- Deine Aufgaben -
- A) Stimmen diese Aussagen mit dem Urteilsauszug überein: (i) Die Asbestbelastung wurde den Auftragnehmern mitgeteilt. (ii) Die Aufwendungen der Beigeladenen sind erstattungsfähig. (iii) Die Revision wird nicht zugelassen? Antworte jeweils mit Ja oder Nein und zitiere die entscheidenden Worte des Urteilsauszugs wörtlich.
- B) Kopiere aus dem Urteilsauszug wortgetreu den Abschnitt, der mit den Worten „Die Kostenentscheidung beruht“ beginnt und mit „höchstrichterlicher Entscheidung abweicht.“ endet.
- C) Fasse den Urteilsauszug in zwei Sätzen zusammen.

- Übungstext -
»»

Charakteristisch für das Verhältnis zwischen dem Kläger und der Beigeladenen aber auch für die Kausalität zwischen Behinderung und Gefährdung des Arbeitsplatzes ist der Anlass, der letztendlich zur fristlosen Kündigung geführt hat. In der Gemeinde wurden Bauarbeiten an asbestverseuchten Fensterverkleidungen durchgeführt. Dieser Zustand war dem Kläger und seinen Vorgesetzten bekannt, wurde aber gegenüber den Auftragnehmern verschwiegen. Der Kläger empfand es als mit seinem Gewissen nicht vereinbar, dass er bei der Ausschreibung beziehungsweise bei der Herstellung einer Sitzungsvorlage diesen Umstand nicht erwähnen durfte. Er hat andererseits wegen des belasteten Arbeitsverhältnisses keine Möglichkeit gesehen, diese Angelegenheit mit den internen Stellen zu besprechen. Er konnte auch nicht einschätzen, inwiefern diese Handlung Rechtswidriges darstellen könnte und wollte deshalb den Vorfall mit der Arbeitsgruppe über Korruptionprävention bei der Vergabe öffentlicher Aufträge besprechen. Das ist an sich nichts Verwerfliches. Auch die Leitung der Beigeladenen müsste ein starkes Interesse daran haben, dass diese Problematik durch Einschaltung qualifizierter Betreuer behandelt wird. Eine grundlose Strafanzeige gegen seinen Arbeitgeber, obwohl das Einschalten interner Stellen möglich und zumutbar gewesen wäre, ist im Schreiben des Klägers vom 10. Mai 2000 an den Lehrgangsleiter dieser Arbeitsgruppe nicht zu sehen, sondern eher der Ausdruck seiner Krankheit und Empfindungen. Denn Loyalität im Sinne des § 8 BAT bedeutet nicht kommentarloses Hinnehmen und Wegsehen durch Beschäftigte gegenüber signifikanten Missständen. Wenn ein Arbeitgeber, wie in diesem Fall bei der Asbestverseuchung der Fensterrahmen, die Loyalität besorgter Mitarbeiter dazu benutzt, um einerseits den zu Besorgnis Anlass gebenden Sachverhalt unverändert zu lassen, andererseits aber von seinen Mitarbeitern Stillschweigen zu verlangen, ist diese Einforderung von Loyalität im Grunde genommen zynisch (Dieter Deiseroth, Stärkung von Zivilcourage zur Verbesserung der Qualität der stationären Pflege, ZRP 2007, 25). Das macht nach Überzeugung des Senates deutlich, warum der Arbeitsplatz des Klägers wegen seiner Behinderung gefährdet war.
§ 2 Abs. 3 SGB IX gibt der Beklagte grundsätzlich ein gebundenes Ermessen. "Soll" gleichstellen bedeutet, dass im Regelfall eine Gleichstellung mit schwerbehinderten Menschen erfolgen muss, während nur in atypischen Fällen pflichtgemäßes Ermessen auszuüben und gegebenenfalls von einer Gleichstellung abzusehen ist. Derartige besondere Umstände sind hier nicht erkennbar. Die Beklagte war daher zur Gleichstellung zu verurteilen.
Die Kostenentscheidung beruht auf § 193 SGG. Da der Kläger mit seinem Begehren obsiegt, muss die Beklagte seine außergerichtlichen Kosten in beiden Rechtszügen erstatten. Die Aufwendungen der Beigeladenen sind nicht erstattungsfähig (§ 193 Abs. 4 SGG).
Die Revision bedarf der Zulassung (§ 160 SGG). Diese ist nicht zuzulassen, weil die Rechtssache keine grundsätzliche Bedeutung hat und das Urteil nicht von höchstrichterlicher Entscheidung abweicht.

««

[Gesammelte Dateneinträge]
»»

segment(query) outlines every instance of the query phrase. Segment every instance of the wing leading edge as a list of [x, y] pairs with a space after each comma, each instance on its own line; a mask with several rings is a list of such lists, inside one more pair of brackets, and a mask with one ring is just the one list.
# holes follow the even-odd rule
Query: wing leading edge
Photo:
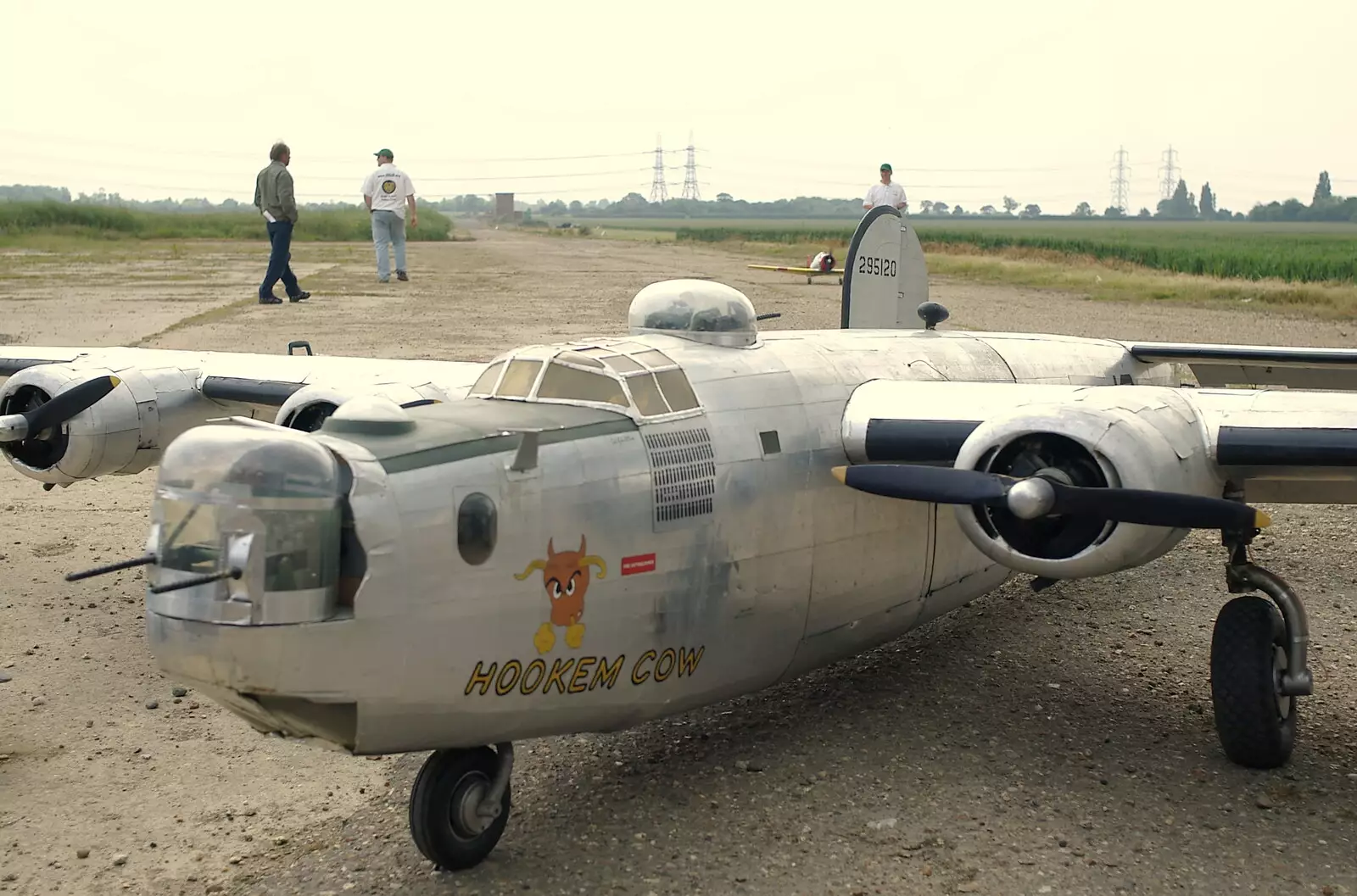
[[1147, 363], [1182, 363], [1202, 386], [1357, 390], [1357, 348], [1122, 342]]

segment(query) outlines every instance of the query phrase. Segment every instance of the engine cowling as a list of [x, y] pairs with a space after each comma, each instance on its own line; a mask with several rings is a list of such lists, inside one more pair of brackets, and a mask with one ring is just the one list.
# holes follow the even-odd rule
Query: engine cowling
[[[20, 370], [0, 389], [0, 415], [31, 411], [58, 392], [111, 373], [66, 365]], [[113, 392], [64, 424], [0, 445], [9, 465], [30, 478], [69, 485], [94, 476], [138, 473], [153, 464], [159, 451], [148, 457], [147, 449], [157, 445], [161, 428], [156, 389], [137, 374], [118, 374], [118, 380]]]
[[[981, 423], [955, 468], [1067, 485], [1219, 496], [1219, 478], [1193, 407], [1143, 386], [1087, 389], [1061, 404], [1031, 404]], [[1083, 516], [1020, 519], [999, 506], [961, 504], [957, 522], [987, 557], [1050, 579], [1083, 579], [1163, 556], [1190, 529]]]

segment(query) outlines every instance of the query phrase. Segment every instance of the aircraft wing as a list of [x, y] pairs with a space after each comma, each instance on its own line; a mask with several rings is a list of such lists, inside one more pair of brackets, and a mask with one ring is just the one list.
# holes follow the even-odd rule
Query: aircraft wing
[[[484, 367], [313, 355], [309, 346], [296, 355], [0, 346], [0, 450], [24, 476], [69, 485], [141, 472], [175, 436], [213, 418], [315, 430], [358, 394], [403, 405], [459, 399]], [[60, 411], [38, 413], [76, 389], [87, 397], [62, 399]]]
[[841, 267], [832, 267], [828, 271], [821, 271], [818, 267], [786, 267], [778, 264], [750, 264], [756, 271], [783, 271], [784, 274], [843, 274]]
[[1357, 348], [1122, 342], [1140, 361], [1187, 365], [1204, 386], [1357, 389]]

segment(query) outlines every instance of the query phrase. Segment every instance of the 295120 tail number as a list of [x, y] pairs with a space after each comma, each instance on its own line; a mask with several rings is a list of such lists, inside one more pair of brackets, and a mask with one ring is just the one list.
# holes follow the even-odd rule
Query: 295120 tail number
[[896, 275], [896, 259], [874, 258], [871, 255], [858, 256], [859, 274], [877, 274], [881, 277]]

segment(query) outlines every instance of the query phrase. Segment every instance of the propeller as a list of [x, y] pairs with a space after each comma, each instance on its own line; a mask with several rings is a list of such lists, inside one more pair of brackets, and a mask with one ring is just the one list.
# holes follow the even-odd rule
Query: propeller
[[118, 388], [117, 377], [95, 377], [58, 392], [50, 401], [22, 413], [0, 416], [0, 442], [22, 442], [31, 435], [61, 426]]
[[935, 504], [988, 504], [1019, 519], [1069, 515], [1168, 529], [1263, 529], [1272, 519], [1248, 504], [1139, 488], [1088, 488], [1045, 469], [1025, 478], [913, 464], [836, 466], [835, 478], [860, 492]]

««
»»

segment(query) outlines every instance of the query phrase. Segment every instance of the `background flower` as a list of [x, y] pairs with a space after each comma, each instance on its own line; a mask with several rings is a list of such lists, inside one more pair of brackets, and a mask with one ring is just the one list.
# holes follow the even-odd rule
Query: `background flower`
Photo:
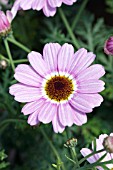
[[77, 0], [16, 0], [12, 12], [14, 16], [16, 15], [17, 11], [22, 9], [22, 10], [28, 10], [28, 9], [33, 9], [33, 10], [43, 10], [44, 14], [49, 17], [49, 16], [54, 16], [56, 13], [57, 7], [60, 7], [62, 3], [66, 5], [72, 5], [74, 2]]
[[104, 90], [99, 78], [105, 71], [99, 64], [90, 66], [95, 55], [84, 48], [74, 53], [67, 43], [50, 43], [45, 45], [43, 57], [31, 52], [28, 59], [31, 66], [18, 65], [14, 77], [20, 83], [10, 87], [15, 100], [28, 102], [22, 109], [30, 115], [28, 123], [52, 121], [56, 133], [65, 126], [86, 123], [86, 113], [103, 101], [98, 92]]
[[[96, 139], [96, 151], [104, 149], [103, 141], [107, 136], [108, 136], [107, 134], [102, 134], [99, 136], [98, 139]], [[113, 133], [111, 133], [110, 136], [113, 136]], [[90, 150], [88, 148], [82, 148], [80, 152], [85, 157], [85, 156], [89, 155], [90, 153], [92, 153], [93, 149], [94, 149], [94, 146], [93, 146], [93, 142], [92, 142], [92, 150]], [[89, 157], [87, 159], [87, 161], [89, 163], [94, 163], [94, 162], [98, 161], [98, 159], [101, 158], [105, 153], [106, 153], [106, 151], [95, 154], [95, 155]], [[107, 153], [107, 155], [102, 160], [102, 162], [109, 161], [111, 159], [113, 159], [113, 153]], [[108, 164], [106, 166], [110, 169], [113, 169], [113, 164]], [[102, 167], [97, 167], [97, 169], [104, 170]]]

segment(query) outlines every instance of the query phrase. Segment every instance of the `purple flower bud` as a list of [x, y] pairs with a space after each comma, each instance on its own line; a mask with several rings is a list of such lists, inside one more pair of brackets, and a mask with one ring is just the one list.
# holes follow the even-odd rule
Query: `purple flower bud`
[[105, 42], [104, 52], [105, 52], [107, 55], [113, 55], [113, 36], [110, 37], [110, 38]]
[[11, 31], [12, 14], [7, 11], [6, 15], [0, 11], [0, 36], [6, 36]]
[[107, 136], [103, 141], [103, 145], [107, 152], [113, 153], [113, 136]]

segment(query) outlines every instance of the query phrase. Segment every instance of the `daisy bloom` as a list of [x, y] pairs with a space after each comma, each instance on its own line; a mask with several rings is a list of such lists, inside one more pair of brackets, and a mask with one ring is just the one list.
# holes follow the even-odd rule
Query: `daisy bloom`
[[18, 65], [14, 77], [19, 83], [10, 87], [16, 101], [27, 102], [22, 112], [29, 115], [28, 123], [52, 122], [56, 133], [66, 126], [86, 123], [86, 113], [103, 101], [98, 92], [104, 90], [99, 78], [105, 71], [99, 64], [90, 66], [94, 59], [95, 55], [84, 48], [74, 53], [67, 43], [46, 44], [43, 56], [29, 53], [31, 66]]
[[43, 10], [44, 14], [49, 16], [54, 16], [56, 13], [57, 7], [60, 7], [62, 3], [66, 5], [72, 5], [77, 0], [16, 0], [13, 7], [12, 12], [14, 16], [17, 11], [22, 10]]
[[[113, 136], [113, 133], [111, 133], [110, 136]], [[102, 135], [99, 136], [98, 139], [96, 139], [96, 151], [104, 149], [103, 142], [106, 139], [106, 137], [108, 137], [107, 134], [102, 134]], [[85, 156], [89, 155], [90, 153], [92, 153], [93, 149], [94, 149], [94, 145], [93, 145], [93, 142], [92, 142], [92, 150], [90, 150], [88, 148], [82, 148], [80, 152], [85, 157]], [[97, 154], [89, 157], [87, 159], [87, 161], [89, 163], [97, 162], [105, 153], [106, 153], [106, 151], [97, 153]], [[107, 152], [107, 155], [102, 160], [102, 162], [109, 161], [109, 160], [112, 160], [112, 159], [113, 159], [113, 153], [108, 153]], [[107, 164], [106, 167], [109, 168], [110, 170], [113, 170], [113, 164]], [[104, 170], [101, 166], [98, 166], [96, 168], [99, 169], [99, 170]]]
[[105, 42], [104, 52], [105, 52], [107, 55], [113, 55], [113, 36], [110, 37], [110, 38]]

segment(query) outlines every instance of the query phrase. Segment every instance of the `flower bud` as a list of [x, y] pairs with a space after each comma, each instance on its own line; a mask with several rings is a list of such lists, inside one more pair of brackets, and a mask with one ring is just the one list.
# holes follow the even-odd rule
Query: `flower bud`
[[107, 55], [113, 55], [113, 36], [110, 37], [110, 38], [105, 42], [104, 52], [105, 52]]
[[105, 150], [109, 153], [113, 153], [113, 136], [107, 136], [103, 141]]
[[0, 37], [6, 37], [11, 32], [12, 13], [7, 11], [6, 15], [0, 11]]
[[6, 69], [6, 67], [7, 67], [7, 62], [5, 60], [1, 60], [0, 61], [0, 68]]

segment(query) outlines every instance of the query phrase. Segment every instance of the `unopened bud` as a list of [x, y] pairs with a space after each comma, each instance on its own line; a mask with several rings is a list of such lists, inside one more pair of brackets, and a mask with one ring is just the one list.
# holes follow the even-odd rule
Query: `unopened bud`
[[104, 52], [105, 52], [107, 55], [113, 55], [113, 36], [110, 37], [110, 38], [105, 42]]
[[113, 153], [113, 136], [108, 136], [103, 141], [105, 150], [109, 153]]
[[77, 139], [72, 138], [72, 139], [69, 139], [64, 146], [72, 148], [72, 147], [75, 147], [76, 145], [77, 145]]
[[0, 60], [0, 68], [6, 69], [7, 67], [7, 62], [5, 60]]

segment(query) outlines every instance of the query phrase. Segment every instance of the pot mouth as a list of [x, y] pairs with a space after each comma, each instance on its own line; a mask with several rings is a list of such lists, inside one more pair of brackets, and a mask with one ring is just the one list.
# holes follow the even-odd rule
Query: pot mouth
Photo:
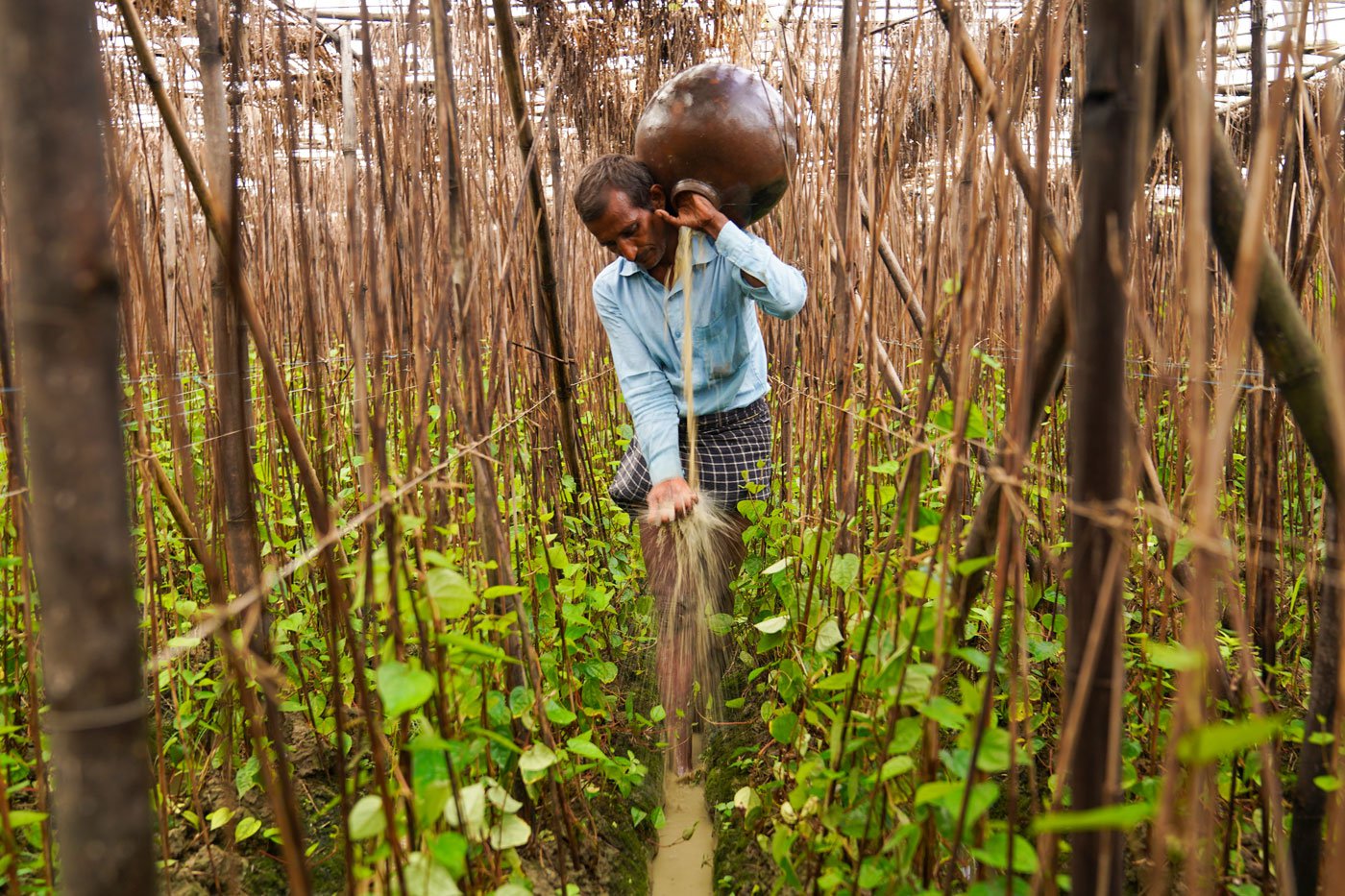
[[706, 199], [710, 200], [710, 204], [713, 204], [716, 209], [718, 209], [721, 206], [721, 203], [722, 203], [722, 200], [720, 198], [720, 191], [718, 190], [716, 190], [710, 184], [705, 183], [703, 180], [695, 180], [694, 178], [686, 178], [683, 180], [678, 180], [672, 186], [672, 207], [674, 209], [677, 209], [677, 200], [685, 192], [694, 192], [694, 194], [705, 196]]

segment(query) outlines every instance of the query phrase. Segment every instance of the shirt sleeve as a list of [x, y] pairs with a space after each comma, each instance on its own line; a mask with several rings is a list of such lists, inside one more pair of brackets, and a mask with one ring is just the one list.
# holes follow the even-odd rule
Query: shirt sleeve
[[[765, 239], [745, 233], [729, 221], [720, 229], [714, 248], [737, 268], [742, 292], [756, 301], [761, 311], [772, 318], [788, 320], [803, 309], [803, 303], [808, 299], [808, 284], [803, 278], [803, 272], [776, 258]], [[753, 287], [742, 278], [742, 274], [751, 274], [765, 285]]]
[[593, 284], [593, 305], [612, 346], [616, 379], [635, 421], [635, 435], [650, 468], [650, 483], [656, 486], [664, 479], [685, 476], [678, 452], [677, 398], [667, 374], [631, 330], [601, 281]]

««

- Erwartete Antworten -
- A)
(i) Nein: „wurde aber gegenüber den Auftragnehmern verschwiegen“
(ii) Nein: „Die Aufwendungen der Beigeladenen sind nicht erstattungsfähig“
(iii) Ja: „Diese ist nicht zuzulassen“

- B)
Die Kostenentscheidung beruht auf § 193 SGG. Da der Kläger mit seinem Begehren obsiegt, muss die Beklagte seine außergerichtlichen Kosten in beiden Rechtszügen erstatten. Die Aufwendungen der Beigeladenen sind nicht erstattungsfähig (§ 193 Abs. 4 SGG).
Die Revision bedarf der Zulassung (§ 160 SGG). Diese ist nicht zuzulassen, weil die Rechtssache keine grundsätzliche Bedeutung hat und das Urteil nicht von höchstrichterlicher Entscheidung abweicht.

- C) Der Senat sieht den Arbeitsplatz des Klägers wegen seiner Behinderung als gefährdet an und verweist dazu auf den Anlass der fristlosen Kündigung: Der Kläger wollte die gegenüber den Auftragnehmern verschwiegene Asbestbelastung mit einer Arbeitsgruppe über Korruptionsprävention besprechen. Die Beklagte wird zur Gleichstellung verurteilt und muss die außergerichtlichen Kosten des Klägers in beiden Rechtszügen erstatten, die Revision wird nicht zugelassen.